- **Task inputs**:
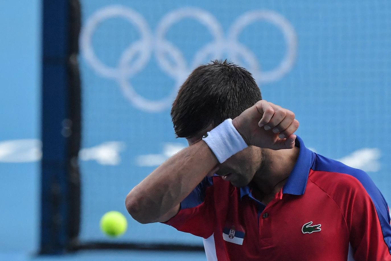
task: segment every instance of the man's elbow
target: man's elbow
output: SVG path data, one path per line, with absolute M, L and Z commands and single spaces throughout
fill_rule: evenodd
M 147 214 L 142 209 L 140 201 L 133 196 L 131 193 L 126 196 L 125 204 L 128 212 L 137 222 L 142 224 L 153 223 L 153 221 L 148 218 Z

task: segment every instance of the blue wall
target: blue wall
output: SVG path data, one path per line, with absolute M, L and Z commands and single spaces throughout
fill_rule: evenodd
M 0 1 L 0 143 L 40 139 L 40 2 Z M 0 251 L 37 248 L 39 167 L 0 160 Z

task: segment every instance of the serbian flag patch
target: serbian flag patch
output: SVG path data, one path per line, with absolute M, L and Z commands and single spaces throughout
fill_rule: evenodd
M 227 242 L 243 245 L 244 238 L 244 230 L 240 226 L 231 226 L 224 227 L 222 231 L 222 238 Z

- **Directions for this task**: Please render every entry above as a JSON list of strings with one string per line, leaving out blank lines and the pictures.

- **Response for this exercise**:
[
  "task: segment every instance of the man's elbow",
  "target: man's elbow",
  "output: SVG path data, one path per line, with absolute M, L and Z commands and single spaces throughout",
  "fill_rule: evenodd",
  "M 147 214 L 142 209 L 140 201 L 133 196 L 131 193 L 126 196 L 125 204 L 128 212 L 137 222 L 142 224 L 153 223 L 153 221 L 148 218 Z",
  "task: segment every instance of the blue wall",
  "target: blue wall",
  "output: SVG path data, one path per line, with absolute M, L and Z commands and single spaces throughout",
  "fill_rule: evenodd",
  "M 0 1 L 0 143 L 40 139 L 40 2 Z M 0 251 L 37 248 L 39 167 L 0 160 Z",
  "task: segment every instance of the serbian flag patch",
  "target: serbian flag patch",
  "output: SVG path data, one path per line, with absolute M, L and Z commands and single spaces throughout",
  "fill_rule: evenodd",
  "M 227 242 L 243 245 L 244 238 L 244 230 L 240 226 L 231 226 L 224 227 L 222 231 L 222 238 Z"
]